- Exercise prompt -
Please reproduce the rows below, replacing every "provided" with "supplied" and leaving everything else unchanged.

--- START Extracted material ---

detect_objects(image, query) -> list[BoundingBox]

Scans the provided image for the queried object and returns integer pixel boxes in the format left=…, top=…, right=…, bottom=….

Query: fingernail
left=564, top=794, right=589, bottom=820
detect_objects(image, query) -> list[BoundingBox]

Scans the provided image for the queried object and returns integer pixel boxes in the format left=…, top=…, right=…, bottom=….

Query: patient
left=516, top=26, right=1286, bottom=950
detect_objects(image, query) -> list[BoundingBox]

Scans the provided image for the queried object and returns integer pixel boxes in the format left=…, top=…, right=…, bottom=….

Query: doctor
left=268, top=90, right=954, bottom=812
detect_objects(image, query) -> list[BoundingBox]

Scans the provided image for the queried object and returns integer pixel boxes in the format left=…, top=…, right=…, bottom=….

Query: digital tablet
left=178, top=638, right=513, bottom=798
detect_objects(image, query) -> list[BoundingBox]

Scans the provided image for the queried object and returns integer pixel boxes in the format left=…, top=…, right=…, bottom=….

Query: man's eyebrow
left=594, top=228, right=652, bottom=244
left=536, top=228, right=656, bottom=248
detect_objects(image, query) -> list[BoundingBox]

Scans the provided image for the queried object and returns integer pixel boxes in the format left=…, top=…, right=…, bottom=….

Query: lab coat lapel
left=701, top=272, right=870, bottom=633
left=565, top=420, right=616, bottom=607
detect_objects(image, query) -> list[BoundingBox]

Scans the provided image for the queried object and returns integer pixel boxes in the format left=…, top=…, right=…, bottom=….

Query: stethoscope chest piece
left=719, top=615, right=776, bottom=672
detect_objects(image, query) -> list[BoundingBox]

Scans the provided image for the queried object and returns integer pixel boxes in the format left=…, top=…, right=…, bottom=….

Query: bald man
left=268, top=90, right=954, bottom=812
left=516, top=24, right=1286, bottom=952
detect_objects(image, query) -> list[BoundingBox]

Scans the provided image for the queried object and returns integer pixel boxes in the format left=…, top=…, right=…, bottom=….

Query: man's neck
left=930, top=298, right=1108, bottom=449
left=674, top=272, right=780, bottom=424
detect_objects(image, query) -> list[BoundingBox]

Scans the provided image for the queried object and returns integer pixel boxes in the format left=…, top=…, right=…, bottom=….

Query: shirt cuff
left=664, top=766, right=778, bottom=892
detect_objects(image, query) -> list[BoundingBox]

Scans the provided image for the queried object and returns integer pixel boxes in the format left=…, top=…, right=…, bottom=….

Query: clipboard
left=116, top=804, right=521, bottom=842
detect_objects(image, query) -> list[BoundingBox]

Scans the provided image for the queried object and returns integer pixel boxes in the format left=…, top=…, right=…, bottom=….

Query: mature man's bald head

--- END Extracted material ---

- Completed task -
detect_objects(image, query) -> list[BoundingBox]

Scans the supplied image for the queried object and returns integer pixel boxes in the format left=…, top=…, right=…, bottom=….

Query: fingernail
left=564, top=794, right=589, bottom=820
detect_objects(image, query) -> list[BoundingBox]

Scans the supplied image for the queried object and returns integer pixel boxes in the format left=…, top=…, right=…, bottom=….

Query: patient
left=516, top=26, right=1286, bottom=950
detect_objects(image, query) -> list[BoundingBox]

Scans the supplied image for the queried object and returns integer pixel boxes in the format left=…, top=…, right=…, bottom=….

Query: doctor
left=268, top=90, right=954, bottom=812
detect_objects(image, query) -> list[BoundingBox]

Scans the supplied image for the queried object and returns integer pixel boxes in the format left=…, top=…, right=…, bottom=….

Query: digital tablet
left=178, top=638, right=513, bottom=798
detect_objects(image, query) -> list[BoundingBox]

Scans the supplied image for the queried object and returns integer pixel boxes in the format left=…, top=…, right=…, bottom=….

Query: man's eyebrow
left=594, top=228, right=652, bottom=244
left=536, top=228, right=656, bottom=248
detect_objects(image, query) -> list[BoundingBox]

Scans the supplied image for the queried object and returns integer pixel boxes in the format left=…, top=…, right=…, bottom=….

Query: lab coat lapel
left=701, top=272, right=870, bottom=633
left=565, top=420, right=616, bottom=607
detect_objects(image, query) -> list[BoundingBox]

Scans the supplied image for the queried object and returns integer pixel boxes in the format left=…, top=…, right=…, bottom=….

Query: stethoscope chest piece
left=719, top=615, right=776, bottom=672
detect_objects(image, query) -> list[BoundingBox]

Scans the supplied image for the queried object and returns integer pixel boxes in the format left=…, top=…, right=…, bottom=….

Query: bald man
left=268, top=90, right=954, bottom=812
left=516, top=24, right=1286, bottom=952
detect_objects(image, query) -> list[BoundingBox]

Scans the supplied image for the queried object and returns integer pixel boxes in the format left=…, top=…, right=…, bottom=….

Query: man's neck
left=930, top=298, right=1108, bottom=449
left=674, top=272, right=780, bottom=424
detect_objects(image, query) -> list[BoundingBox]

Scans the supplied image for the queried object and returns integer pixel boxes in the format left=…, top=…, right=…, bottom=….

Query: shirt cuff
left=664, top=766, right=778, bottom=892
detect_objects(image, query) -> list[BoundingBox]

Scans the supplied image for the queried object and returns integer pixel boxes in the format left=…, top=…, right=…, bottom=….

Query: clipboard
left=116, top=804, right=521, bottom=842
detect_objects(image, query) -> list[BoundingBox]

Scans the supplied image for the queried object and returns integer pixel boxes in the format left=…, top=…, right=…, bottom=….

Query: mature man's bald head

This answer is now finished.